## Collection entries
● ● ● ●
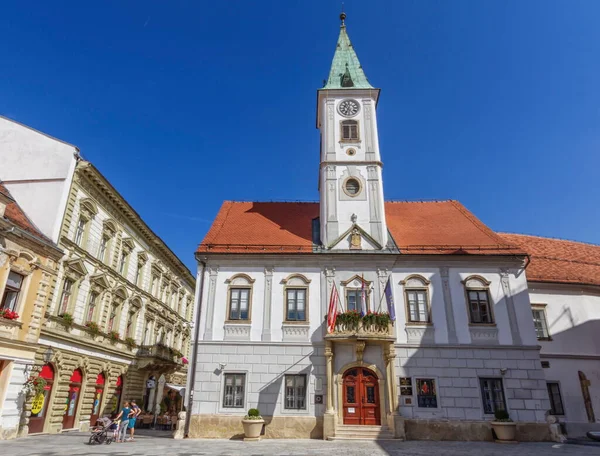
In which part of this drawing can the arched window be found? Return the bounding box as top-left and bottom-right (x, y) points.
(463, 276), (494, 324)
(281, 274), (311, 322)
(341, 120), (359, 141)
(401, 275), (431, 324)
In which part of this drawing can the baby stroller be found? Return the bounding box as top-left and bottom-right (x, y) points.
(89, 417), (115, 445)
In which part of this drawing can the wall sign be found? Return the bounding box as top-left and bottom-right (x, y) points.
(400, 377), (413, 396)
(416, 378), (437, 408)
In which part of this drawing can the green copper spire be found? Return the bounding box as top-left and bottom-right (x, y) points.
(322, 13), (374, 89)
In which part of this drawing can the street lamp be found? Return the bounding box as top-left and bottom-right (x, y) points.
(43, 347), (54, 364)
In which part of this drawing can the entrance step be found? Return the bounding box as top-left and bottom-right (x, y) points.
(329, 424), (395, 441)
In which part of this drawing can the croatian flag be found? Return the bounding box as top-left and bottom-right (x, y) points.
(327, 283), (340, 333)
(360, 276), (367, 316)
(384, 277), (396, 321)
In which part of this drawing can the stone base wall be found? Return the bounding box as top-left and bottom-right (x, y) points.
(188, 414), (323, 439)
(404, 419), (551, 441)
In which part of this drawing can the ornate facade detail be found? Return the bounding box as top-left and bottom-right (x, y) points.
(282, 324), (310, 341)
(405, 326), (435, 344)
(469, 326), (499, 344)
(223, 323), (251, 341)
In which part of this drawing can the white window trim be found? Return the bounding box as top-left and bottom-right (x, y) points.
(218, 370), (249, 414)
(279, 372), (312, 415)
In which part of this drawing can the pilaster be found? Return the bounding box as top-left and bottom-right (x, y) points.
(261, 266), (274, 341)
(202, 266), (219, 341)
(500, 269), (522, 345)
(440, 267), (458, 344)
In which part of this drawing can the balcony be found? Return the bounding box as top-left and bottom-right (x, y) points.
(325, 316), (395, 342)
(0, 317), (23, 340)
(136, 344), (183, 370)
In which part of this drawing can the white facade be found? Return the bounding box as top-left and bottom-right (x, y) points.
(0, 116), (78, 242)
(529, 283), (600, 435)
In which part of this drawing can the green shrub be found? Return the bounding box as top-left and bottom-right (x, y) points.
(494, 409), (511, 422)
(59, 313), (74, 328)
(248, 408), (260, 417)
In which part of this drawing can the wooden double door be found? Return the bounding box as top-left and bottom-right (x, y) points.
(342, 367), (381, 425)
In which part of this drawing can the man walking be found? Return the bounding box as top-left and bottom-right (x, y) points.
(127, 399), (141, 441)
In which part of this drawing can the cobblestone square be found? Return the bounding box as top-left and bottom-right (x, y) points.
(0, 433), (598, 456)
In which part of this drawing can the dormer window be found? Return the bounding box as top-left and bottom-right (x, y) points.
(341, 120), (359, 141)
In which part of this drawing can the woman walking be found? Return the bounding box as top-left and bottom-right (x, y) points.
(114, 401), (132, 443)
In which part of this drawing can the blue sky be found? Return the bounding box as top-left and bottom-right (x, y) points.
(2, 1), (600, 271)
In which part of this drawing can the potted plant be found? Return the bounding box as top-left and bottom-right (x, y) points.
(85, 321), (101, 337)
(0, 309), (19, 320)
(58, 312), (74, 329)
(125, 337), (137, 350)
(242, 408), (264, 441)
(491, 409), (517, 442)
(107, 330), (120, 343)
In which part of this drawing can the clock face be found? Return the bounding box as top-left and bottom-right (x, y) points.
(338, 99), (360, 117)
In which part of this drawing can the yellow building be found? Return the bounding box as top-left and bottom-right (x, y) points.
(0, 117), (195, 436)
(0, 184), (63, 439)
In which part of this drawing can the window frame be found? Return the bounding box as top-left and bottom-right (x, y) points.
(284, 374), (307, 410)
(227, 287), (252, 321)
(546, 381), (565, 416)
(463, 276), (495, 325)
(285, 287), (308, 322)
(58, 278), (74, 315)
(404, 284), (431, 325)
(531, 304), (551, 341)
(221, 373), (246, 409)
(479, 377), (507, 415)
(345, 288), (367, 313)
(1, 271), (25, 312)
(74, 217), (87, 247)
(340, 119), (360, 142)
(85, 291), (99, 323)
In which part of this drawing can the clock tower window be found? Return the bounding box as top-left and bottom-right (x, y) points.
(341, 120), (359, 141)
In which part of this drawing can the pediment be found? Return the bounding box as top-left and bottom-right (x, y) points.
(341, 274), (372, 288)
(89, 272), (111, 289)
(326, 223), (383, 251)
(65, 258), (88, 277)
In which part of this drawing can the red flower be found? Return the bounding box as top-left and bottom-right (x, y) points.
(0, 309), (19, 320)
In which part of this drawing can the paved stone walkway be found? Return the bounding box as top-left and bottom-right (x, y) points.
(0, 432), (598, 456)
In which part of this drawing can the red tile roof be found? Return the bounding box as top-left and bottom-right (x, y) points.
(0, 183), (52, 242)
(198, 200), (524, 255)
(501, 233), (600, 287)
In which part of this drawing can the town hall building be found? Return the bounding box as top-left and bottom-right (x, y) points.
(187, 14), (599, 441)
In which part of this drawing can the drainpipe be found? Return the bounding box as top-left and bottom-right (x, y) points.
(184, 258), (206, 438)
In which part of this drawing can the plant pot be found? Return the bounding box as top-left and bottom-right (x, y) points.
(242, 419), (264, 441)
(491, 421), (517, 442)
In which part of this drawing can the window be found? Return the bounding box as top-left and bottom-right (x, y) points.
(547, 382), (564, 415)
(286, 289), (306, 321)
(97, 235), (109, 262)
(126, 311), (136, 338)
(467, 290), (493, 324)
(1, 271), (24, 312)
(135, 262), (144, 287)
(85, 292), (98, 322)
(151, 275), (159, 296)
(344, 178), (361, 196)
(223, 373), (245, 408)
(107, 305), (118, 332)
(416, 378), (437, 408)
(74, 218), (86, 246)
(406, 290), (429, 323)
(532, 306), (550, 340)
(346, 289), (365, 312)
(58, 279), (74, 315)
(118, 251), (128, 274)
(143, 320), (151, 345)
(228, 288), (250, 320)
(341, 120), (359, 141)
(480, 378), (506, 414)
(285, 375), (307, 410)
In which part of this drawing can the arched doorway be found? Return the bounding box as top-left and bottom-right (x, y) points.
(90, 373), (106, 425)
(111, 375), (123, 414)
(62, 368), (83, 430)
(579, 371), (596, 423)
(29, 364), (55, 434)
(342, 367), (380, 425)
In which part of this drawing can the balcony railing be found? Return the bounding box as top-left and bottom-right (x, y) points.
(137, 344), (181, 363)
(326, 320), (395, 340)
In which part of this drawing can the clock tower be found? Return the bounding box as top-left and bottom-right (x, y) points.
(317, 13), (388, 250)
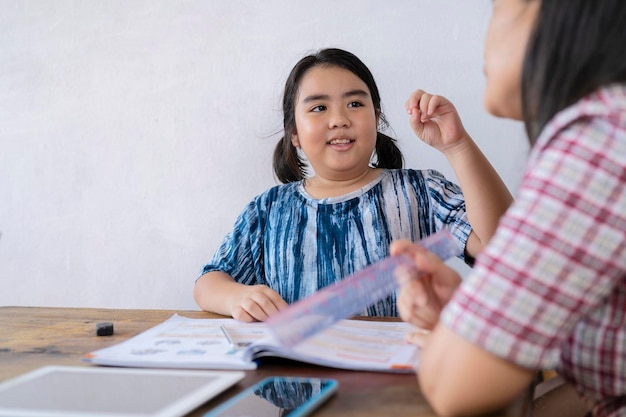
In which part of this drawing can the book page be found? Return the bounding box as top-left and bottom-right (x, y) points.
(84, 315), (267, 370)
(85, 315), (419, 373)
(247, 320), (419, 373)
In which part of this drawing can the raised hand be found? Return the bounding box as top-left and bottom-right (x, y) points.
(405, 89), (470, 153)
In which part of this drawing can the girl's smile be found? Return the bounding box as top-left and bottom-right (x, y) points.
(327, 135), (355, 149)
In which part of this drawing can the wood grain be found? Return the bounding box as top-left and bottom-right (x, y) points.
(0, 306), (531, 417)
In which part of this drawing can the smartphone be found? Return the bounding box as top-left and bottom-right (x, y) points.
(204, 376), (338, 417)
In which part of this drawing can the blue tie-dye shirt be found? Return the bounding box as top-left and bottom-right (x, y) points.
(202, 169), (471, 316)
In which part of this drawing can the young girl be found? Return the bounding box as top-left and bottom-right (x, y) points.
(393, 1), (626, 416)
(194, 48), (512, 322)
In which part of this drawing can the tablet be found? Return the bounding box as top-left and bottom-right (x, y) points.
(0, 366), (245, 417)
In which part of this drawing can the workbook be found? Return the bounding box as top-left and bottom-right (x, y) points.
(84, 314), (419, 373)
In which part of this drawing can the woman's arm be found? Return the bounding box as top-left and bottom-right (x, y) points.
(391, 239), (535, 415)
(419, 324), (535, 417)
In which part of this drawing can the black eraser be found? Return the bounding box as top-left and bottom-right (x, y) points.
(96, 322), (114, 336)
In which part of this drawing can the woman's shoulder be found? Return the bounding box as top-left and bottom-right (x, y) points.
(527, 84), (626, 184)
(583, 83), (626, 118)
(537, 84), (626, 148)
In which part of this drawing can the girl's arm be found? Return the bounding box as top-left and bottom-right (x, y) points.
(406, 90), (513, 257)
(440, 136), (513, 257)
(194, 271), (288, 322)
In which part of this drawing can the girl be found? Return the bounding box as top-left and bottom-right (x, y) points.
(195, 48), (512, 322)
(394, 1), (626, 416)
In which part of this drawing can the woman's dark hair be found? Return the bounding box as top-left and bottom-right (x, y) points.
(273, 48), (404, 183)
(521, 0), (626, 143)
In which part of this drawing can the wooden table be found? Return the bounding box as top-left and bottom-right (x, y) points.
(0, 306), (532, 417)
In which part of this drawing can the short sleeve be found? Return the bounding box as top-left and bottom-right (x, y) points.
(441, 112), (626, 370)
(423, 169), (472, 262)
(200, 197), (265, 286)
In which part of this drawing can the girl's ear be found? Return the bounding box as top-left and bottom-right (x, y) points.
(291, 132), (300, 148)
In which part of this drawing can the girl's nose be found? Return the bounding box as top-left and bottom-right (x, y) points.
(328, 109), (350, 129)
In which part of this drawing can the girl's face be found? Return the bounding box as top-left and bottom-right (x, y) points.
(483, 0), (540, 120)
(291, 65), (378, 181)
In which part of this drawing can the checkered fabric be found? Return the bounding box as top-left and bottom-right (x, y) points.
(442, 84), (626, 417)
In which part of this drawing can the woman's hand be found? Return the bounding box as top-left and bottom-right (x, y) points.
(392, 239), (462, 332)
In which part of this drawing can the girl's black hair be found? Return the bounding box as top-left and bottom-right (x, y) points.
(273, 48), (404, 184)
(521, 0), (626, 143)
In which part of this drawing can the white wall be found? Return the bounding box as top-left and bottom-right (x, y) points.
(0, 0), (529, 310)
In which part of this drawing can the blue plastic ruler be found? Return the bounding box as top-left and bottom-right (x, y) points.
(266, 230), (462, 347)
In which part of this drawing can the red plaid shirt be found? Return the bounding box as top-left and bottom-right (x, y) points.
(442, 84), (626, 416)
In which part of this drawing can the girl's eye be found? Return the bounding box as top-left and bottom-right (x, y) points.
(311, 105), (326, 112)
(348, 101), (363, 108)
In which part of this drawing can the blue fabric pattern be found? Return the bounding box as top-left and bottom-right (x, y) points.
(202, 169), (471, 316)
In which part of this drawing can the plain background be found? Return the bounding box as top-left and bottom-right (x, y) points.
(0, 1), (529, 310)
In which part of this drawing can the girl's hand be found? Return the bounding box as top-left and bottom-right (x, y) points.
(405, 90), (470, 153)
(392, 239), (462, 330)
(229, 285), (289, 322)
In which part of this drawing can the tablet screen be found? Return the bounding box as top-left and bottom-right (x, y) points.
(0, 366), (244, 417)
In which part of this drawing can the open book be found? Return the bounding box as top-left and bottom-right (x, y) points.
(84, 314), (419, 373)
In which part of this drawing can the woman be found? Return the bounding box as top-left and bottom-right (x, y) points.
(394, 1), (626, 416)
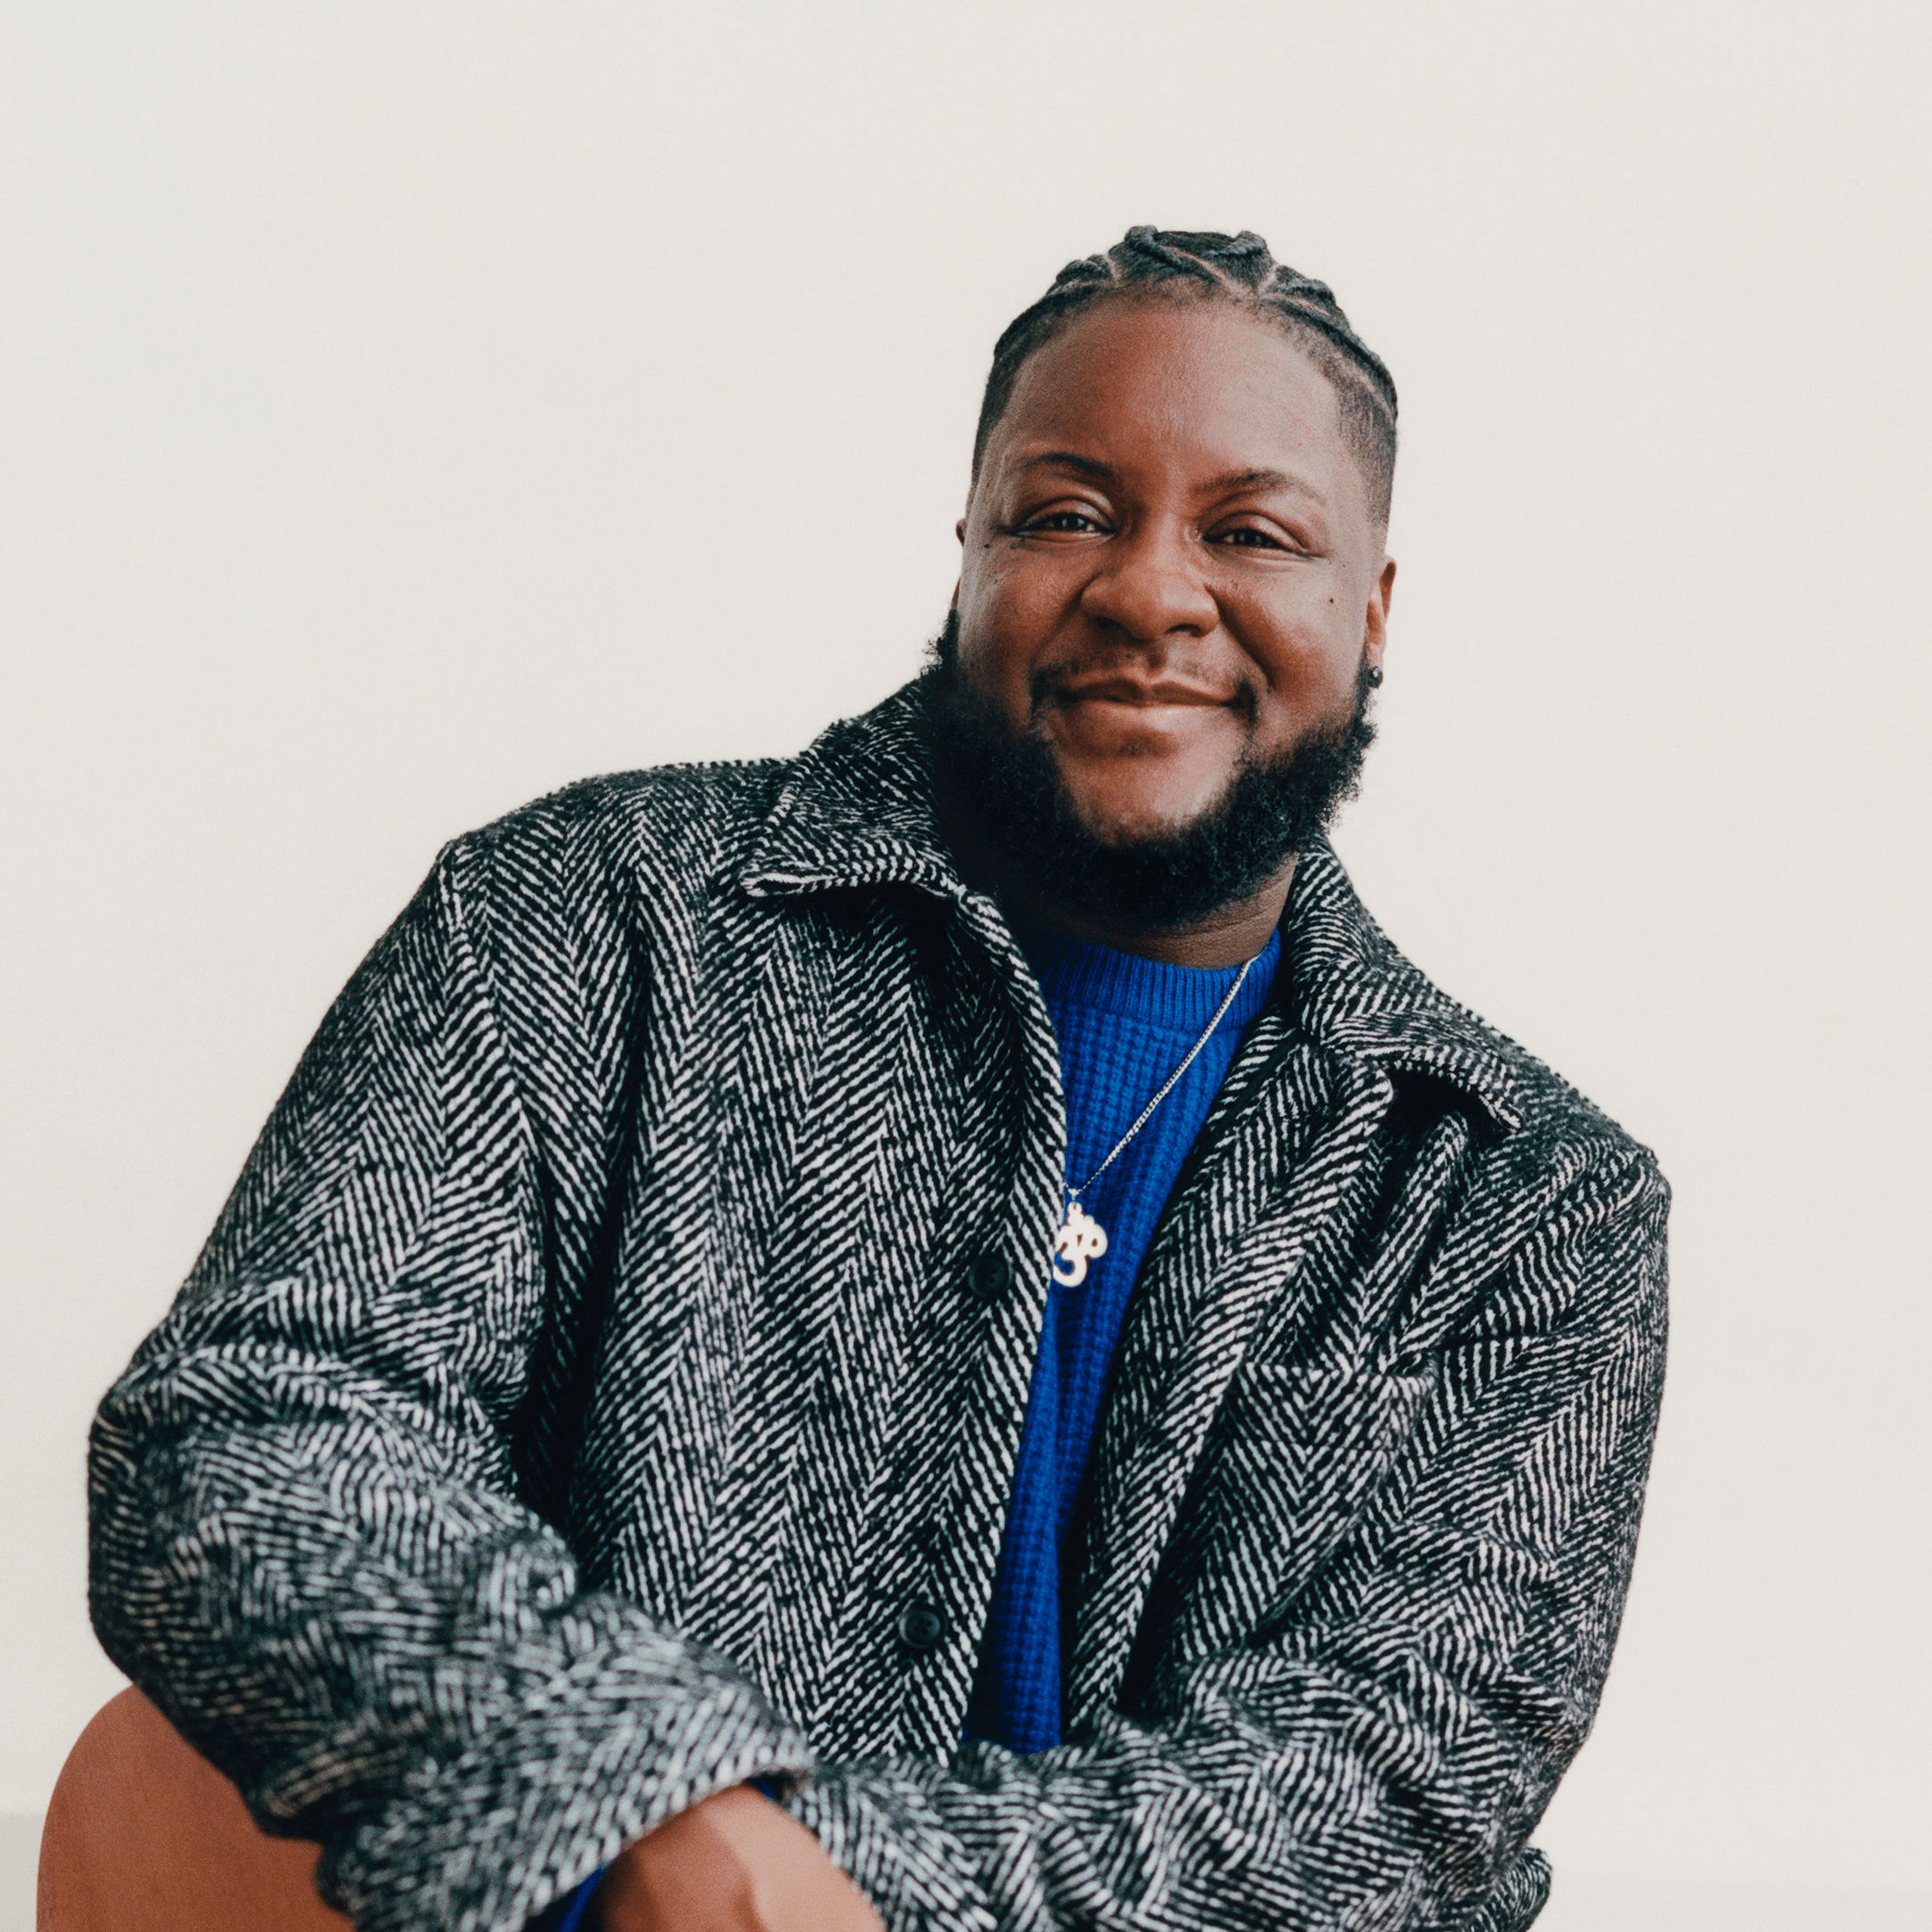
● ● ● ●
## ABOUT THIS EXERCISE
Every line from the one containing "In which part of this drawing can the tablet screen" through the end of the entries above, both included, should be extracted exactly, with pictures left out.

## WRITTEN RESPONSE
In which part of this drawing can the tablet screen be found? Return the bounding box as top-left and bottom-right (x, y) points.
(0, 366), (244, 417)
In which part of this drawing can the open book be found? Return the bounding box as top-left and bottom-right (x, y) points.
(84, 314), (419, 373)
In which part of this drawing can the woman be found? Return the bounding box as top-left and bottom-right (x, y) points.
(394, 1), (626, 416)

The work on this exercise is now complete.